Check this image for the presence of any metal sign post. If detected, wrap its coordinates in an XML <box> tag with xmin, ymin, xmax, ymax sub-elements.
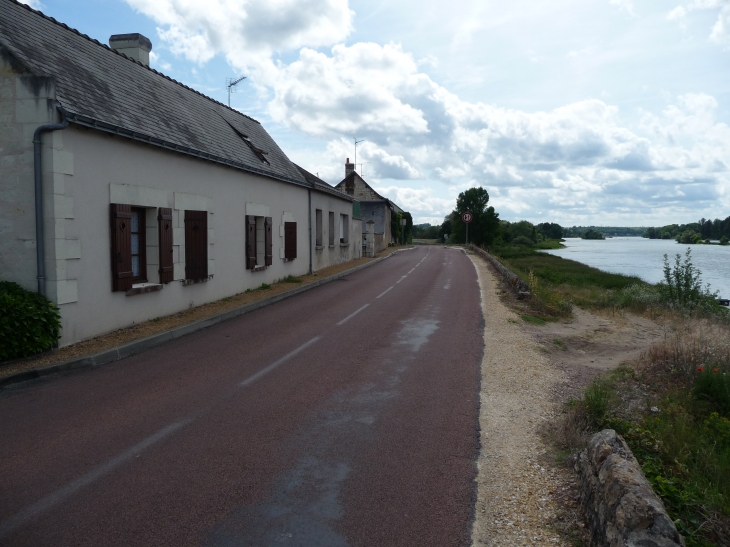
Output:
<box><xmin>461</xmin><ymin>211</ymin><xmax>474</xmax><ymax>245</ymax></box>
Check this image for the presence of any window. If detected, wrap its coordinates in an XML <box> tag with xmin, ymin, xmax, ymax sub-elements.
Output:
<box><xmin>130</xmin><ymin>207</ymin><xmax>147</xmax><ymax>284</ymax></box>
<box><xmin>314</xmin><ymin>209</ymin><xmax>322</xmax><ymax>249</ymax></box>
<box><xmin>110</xmin><ymin>203</ymin><xmax>173</xmax><ymax>291</ymax></box>
<box><xmin>284</xmin><ymin>222</ymin><xmax>297</xmax><ymax>260</ymax></box>
<box><xmin>185</xmin><ymin>211</ymin><xmax>208</xmax><ymax>281</ymax></box>
<box><xmin>246</xmin><ymin>215</ymin><xmax>273</xmax><ymax>270</ymax></box>
<box><xmin>329</xmin><ymin>211</ymin><xmax>335</xmax><ymax>247</ymax></box>
<box><xmin>340</xmin><ymin>215</ymin><xmax>350</xmax><ymax>244</ymax></box>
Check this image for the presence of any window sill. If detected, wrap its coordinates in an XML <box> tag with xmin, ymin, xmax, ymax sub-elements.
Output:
<box><xmin>180</xmin><ymin>275</ymin><xmax>213</xmax><ymax>287</ymax></box>
<box><xmin>125</xmin><ymin>283</ymin><xmax>162</xmax><ymax>296</ymax></box>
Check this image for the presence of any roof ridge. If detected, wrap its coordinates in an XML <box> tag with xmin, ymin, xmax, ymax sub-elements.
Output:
<box><xmin>9</xmin><ymin>0</ymin><xmax>261</xmax><ymax>125</ymax></box>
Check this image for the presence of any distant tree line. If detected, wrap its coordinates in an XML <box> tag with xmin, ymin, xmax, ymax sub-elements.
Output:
<box><xmin>642</xmin><ymin>217</ymin><xmax>730</xmax><ymax>245</ymax></box>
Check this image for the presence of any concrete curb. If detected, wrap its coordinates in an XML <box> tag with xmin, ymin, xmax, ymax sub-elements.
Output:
<box><xmin>0</xmin><ymin>247</ymin><xmax>415</xmax><ymax>389</ymax></box>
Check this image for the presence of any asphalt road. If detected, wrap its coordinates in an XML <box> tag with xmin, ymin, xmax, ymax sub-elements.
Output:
<box><xmin>0</xmin><ymin>247</ymin><xmax>483</xmax><ymax>547</ymax></box>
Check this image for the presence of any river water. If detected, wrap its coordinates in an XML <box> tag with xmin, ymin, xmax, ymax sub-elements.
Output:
<box><xmin>544</xmin><ymin>237</ymin><xmax>730</xmax><ymax>298</ymax></box>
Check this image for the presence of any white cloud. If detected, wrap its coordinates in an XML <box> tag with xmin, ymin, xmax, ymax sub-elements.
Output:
<box><xmin>126</xmin><ymin>0</ymin><xmax>354</xmax><ymax>70</ymax></box>
<box><xmin>610</xmin><ymin>0</ymin><xmax>636</xmax><ymax>15</ymax></box>
<box><xmin>667</xmin><ymin>0</ymin><xmax>730</xmax><ymax>48</ymax></box>
<box><xmin>19</xmin><ymin>0</ymin><xmax>44</xmax><ymax>10</ymax></box>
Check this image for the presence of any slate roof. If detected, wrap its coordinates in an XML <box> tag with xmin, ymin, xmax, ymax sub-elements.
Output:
<box><xmin>335</xmin><ymin>171</ymin><xmax>403</xmax><ymax>213</ymax></box>
<box><xmin>294</xmin><ymin>163</ymin><xmax>356</xmax><ymax>201</ymax></box>
<box><xmin>0</xmin><ymin>0</ymin><xmax>311</xmax><ymax>186</ymax></box>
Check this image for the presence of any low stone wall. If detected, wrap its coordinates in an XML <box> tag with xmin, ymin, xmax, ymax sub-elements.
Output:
<box><xmin>576</xmin><ymin>429</ymin><xmax>684</xmax><ymax>547</ymax></box>
<box><xmin>467</xmin><ymin>245</ymin><xmax>530</xmax><ymax>298</ymax></box>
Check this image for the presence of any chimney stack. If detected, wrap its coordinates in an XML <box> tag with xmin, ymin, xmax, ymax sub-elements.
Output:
<box><xmin>345</xmin><ymin>158</ymin><xmax>355</xmax><ymax>177</ymax></box>
<box><xmin>109</xmin><ymin>32</ymin><xmax>152</xmax><ymax>66</ymax></box>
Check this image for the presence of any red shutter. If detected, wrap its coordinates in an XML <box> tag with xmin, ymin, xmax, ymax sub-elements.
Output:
<box><xmin>284</xmin><ymin>222</ymin><xmax>297</xmax><ymax>260</ymax></box>
<box><xmin>246</xmin><ymin>215</ymin><xmax>256</xmax><ymax>270</ymax></box>
<box><xmin>157</xmin><ymin>207</ymin><xmax>175</xmax><ymax>283</ymax></box>
<box><xmin>111</xmin><ymin>203</ymin><xmax>132</xmax><ymax>291</ymax></box>
<box><xmin>185</xmin><ymin>211</ymin><xmax>208</xmax><ymax>280</ymax></box>
<box><xmin>264</xmin><ymin>217</ymin><xmax>274</xmax><ymax>266</ymax></box>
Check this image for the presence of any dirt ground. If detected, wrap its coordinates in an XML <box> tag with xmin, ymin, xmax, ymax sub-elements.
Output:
<box><xmin>471</xmin><ymin>255</ymin><xmax>666</xmax><ymax>546</ymax></box>
<box><xmin>0</xmin><ymin>246</ymin><xmax>410</xmax><ymax>379</ymax></box>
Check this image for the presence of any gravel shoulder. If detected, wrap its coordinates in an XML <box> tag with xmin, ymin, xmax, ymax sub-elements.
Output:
<box><xmin>469</xmin><ymin>255</ymin><xmax>668</xmax><ymax>546</ymax></box>
<box><xmin>470</xmin><ymin>255</ymin><xmax>569</xmax><ymax>546</ymax></box>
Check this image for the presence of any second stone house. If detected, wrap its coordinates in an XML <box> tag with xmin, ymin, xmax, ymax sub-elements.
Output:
<box><xmin>335</xmin><ymin>158</ymin><xmax>403</xmax><ymax>253</ymax></box>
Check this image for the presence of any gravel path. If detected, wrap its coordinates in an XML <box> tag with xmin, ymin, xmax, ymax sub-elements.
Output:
<box><xmin>470</xmin><ymin>255</ymin><xmax>569</xmax><ymax>546</ymax></box>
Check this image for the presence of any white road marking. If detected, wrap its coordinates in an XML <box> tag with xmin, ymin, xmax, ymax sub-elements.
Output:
<box><xmin>0</xmin><ymin>420</ymin><xmax>192</xmax><ymax>538</ymax></box>
<box><xmin>375</xmin><ymin>287</ymin><xmax>393</xmax><ymax>299</ymax></box>
<box><xmin>337</xmin><ymin>304</ymin><xmax>370</xmax><ymax>327</ymax></box>
<box><xmin>238</xmin><ymin>336</ymin><xmax>320</xmax><ymax>387</ymax></box>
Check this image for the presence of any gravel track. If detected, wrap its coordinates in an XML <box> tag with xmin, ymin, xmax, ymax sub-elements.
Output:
<box><xmin>470</xmin><ymin>255</ymin><xmax>569</xmax><ymax>546</ymax></box>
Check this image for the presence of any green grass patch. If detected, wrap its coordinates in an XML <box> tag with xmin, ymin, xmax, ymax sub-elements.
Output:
<box><xmin>520</xmin><ymin>314</ymin><xmax>545</xmax><ymax>325</ymax></box>
<box><xmin>568</xmin><ymin>366</ymin><xmax>730</xmax><ymax>547</ymax></box>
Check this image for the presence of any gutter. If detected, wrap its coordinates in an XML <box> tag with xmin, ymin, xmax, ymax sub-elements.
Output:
<box><xmin>307</xmin><ymin>183</ymin><xmax>315</xmax><ymax>275</ymax></box>
<box><xmin>33</xmin><ymin>106</ymin><xmax>68</xmax><ymax>296</ymax></box>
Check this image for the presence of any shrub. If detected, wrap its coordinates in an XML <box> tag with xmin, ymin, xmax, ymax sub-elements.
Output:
<box><xmin>0</xmin><ymin>281</ymin><xmax>61</xmax><ymax>361</ymax></box>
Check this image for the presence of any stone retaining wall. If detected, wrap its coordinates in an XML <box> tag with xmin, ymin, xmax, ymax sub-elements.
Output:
<box><xmin>467</xmin><ymin>245</ymin><xmax>530</xmax><ymax>298</ymax></box>
<box><xmin>575</xmin><ymin>429</ymin><xmax>684</xmax><ymax>547</ymax></box>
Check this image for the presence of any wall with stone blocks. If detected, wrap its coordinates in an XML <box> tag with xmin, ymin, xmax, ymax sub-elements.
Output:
<box><xmin>575</xmin><ymin>429</ymin><xmax>684</xmax><ymax>547</ymax></box>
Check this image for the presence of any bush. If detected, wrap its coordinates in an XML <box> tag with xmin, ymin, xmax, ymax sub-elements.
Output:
<box><xmin>512</xmin><ymin>236</ymin><xmax>535</xmax><ymax>246</ymax></box>
<box><xmin>0</xmin><ymin>281</ymin><xmax>61</xmax><ymax>361</ymax></box>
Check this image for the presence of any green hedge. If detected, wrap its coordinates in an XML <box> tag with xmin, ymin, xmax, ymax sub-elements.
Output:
<box><xmin>0</xmin><ymin>281</ymin><xmax>61</xmax><ymax>361</ymax></box>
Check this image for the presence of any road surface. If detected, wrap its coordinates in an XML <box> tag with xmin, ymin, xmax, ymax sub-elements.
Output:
<box><xmin>0</xmin><ymin>247</ymin><xmax>483</xmax><ymax>547</ymax></box>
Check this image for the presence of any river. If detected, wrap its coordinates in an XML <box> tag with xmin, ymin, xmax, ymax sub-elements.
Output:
<box><xmin>545</xmin><ymin>237</ymin><xmax>730</xmax><ymax>298</ymax></box>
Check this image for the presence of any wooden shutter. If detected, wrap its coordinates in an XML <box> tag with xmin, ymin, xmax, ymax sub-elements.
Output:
<box><xmin>264</xmin><ymin>217</ymin><xmax>274</xmax><ymax>266</ymax></box>
<box><xmin>157</xmin><ymin>207</ymin><xmax>175</xmax><ymax>283</ymax></box>
<box><xmin>246</xmin><ymin>215</ymin><xmax>256</xmax><ymax>270</ymax></box>
<box><xmin>111</xmin><ymin>203</ymin><xmax>132</xmax><ymax>291</ymax></box>
<box><xmin>185</xmin><ymin>211</ymin><xmax>208</xmax><ymax>280</ymax></box>
<box><xmin>284</xmin><ymin>222</ymin><xmax>297</xmax><ymax>260</ymax></box>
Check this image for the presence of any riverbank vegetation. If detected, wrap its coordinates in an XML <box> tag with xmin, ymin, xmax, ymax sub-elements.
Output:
<box><xmin>490</xmin><ymin>244</ymin><xmax>730</xmax><ymax>547</ymax></box>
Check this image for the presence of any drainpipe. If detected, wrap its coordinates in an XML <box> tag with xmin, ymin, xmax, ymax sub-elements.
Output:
<box><xmin>307</xmin><ymin>183</ymin><xmax>314</xmax><ymax>275</ymax></box>
<box><xmin>33</xmin><ymin>106</ymin><xmax>68</xmax><ymax>296</ymax></box>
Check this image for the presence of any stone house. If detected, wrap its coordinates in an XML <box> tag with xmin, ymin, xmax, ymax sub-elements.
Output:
<box><xmin>335</xmin><ymin>158</ymin><xmax>403</xmax><ymax>253</ymax></box>
<box><xmin>0</xmin><ymin>0</ymin><xmax>362</xmax><ymax>346</ymax></box>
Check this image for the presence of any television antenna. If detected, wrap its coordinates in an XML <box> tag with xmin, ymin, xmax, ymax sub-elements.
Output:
<box><xmin>226</xmin><ymin>76</ymin><xmax>247</xmax><ymax>108</ymax></box>
<box><xmin>352</xmin><ymin>137</ymin><xmax>365</xmax><ymax>165</ymax></box>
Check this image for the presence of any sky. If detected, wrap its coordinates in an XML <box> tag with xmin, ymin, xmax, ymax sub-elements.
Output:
<box><xmin>19</xmin><ymin>0</ymin><xmax>730</xmax><ymax>226</ymax></box>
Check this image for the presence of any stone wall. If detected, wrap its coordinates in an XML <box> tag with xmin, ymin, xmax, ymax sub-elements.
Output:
<box><xmin>576</xmin><ymin>429</ymin><xmax>684</xmax><ymax>547</ymax></box>
<box><xmin>467</xmin><ymin>244</ymin><xmax>530</xmax><ymax>298</ymax></box>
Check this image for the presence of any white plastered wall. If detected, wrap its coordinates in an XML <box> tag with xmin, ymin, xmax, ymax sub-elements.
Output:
<box><xmin>55</xmin><ymin>125</ymin><xmax>309</xmax><ymax>346</ymax></box>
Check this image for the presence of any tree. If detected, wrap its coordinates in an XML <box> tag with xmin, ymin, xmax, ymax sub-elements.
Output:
<box><xmin>451</xmin><ymin>186</ymin><xmax>499</xmax><ymax>245</ymax></box>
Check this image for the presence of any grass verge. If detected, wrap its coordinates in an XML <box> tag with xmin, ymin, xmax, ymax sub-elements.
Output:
<box><xmin>492</xmin><ymin>242</ymin><xmax>730</xmax><ymax>547</ymax></box>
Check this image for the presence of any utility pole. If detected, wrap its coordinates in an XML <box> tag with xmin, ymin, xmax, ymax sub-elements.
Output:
<box><xmin>226</xmin><ymin>76</ymin><xmax>247</xmax><ymax>108</ymax></box>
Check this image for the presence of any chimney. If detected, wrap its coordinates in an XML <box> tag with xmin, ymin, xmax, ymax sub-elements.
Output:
<box><xmin>345</xmin><ymin>158</ymin><xmax>355</xmax><ymax>177</ymax></box>
<box><xmin>109</xmin><ymin>32</ymin><xmax>152</xmax><ymax>66</ymax></box>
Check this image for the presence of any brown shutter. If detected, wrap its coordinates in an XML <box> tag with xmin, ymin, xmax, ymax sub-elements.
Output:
<box><xmin>284</xmin><ymin>222</ymin><xmax>297</xmax><ymax>260</ymax></box>
<box><xmin>264</xmin><ymin>217</ymin><xmax>274</xmax><ymax>266</ymax></box>
<box><xmin>185</xmin><ymin>211</ymin><xmax>208</xmax><ymax>280</ymax></box>
<box><xmin>111</xmin><ymin>203</ymin><xmax>132</xmax><ymax>291</ymax></box>
<box><xmin>157</xmin><ymin>207</ymin><xmax>175</xmax><ymax>283</ymax></box>
<box><xmin>246</xmin><ymin>215</ymin><xmax>256</xmax><ymax>270</ymax></box>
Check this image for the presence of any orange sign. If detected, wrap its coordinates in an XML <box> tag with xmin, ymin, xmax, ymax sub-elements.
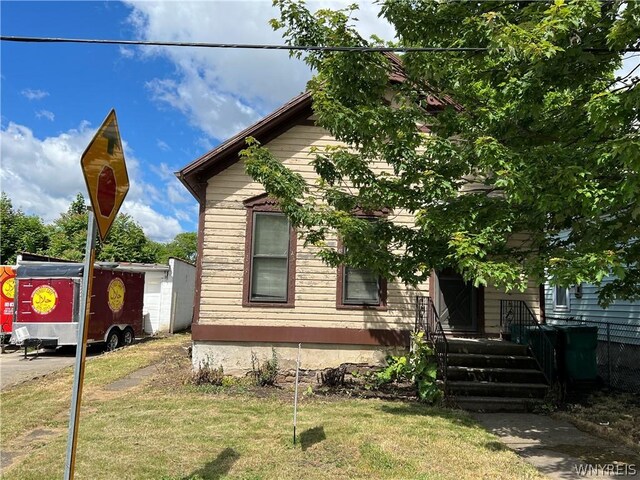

▶ _Stated task_: List every line of the data that contains the word "house". Case counts.

▶ _Written solution_:
Check this image for the presence of any second stone house. If detected, wrap its coordinates in an XML <box> tag with xmin, ymin, xmax, ymax sub-elements.
Check this image for the presence of any stone house. If detected, wrap its coordinates in an XML <box> tag with xmin, ymin, xmax, ymax sub-elements.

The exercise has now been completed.